**PROMPT:** Return a copy of every line in the records that includes the word "positive".

**INPUT FOR THIS TASK:**
"""

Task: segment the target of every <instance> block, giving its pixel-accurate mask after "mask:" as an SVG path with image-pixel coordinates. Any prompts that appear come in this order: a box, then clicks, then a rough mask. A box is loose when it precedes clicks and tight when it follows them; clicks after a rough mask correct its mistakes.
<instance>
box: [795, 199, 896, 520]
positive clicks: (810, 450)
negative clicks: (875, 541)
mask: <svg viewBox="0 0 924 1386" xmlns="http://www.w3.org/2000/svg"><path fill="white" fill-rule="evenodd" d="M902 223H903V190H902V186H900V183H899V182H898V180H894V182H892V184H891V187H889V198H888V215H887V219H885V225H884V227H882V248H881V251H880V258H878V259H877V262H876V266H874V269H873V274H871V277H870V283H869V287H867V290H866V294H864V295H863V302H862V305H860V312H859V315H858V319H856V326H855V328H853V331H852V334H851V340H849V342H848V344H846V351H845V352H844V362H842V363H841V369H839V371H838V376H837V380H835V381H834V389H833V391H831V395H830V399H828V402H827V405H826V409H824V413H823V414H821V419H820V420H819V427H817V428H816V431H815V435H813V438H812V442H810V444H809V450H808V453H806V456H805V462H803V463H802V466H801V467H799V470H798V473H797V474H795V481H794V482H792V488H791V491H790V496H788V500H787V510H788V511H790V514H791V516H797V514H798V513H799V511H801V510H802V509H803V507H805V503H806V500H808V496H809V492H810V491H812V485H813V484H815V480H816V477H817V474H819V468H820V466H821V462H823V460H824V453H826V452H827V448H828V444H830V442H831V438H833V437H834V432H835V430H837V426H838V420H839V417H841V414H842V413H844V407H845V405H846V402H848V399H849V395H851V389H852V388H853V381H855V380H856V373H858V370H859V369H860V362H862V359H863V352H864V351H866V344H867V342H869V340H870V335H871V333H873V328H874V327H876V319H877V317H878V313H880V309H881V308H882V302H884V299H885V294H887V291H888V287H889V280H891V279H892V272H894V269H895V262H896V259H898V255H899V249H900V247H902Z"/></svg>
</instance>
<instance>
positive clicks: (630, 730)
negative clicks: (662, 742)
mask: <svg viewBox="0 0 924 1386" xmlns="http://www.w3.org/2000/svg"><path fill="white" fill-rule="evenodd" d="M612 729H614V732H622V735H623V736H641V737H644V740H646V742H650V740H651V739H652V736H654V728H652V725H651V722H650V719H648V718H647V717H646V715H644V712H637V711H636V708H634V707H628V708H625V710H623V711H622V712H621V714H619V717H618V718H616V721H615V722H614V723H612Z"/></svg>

"""

**TASK RESPONSE:**
positive clicks: (810, 450)
positive clicks: (630, 730)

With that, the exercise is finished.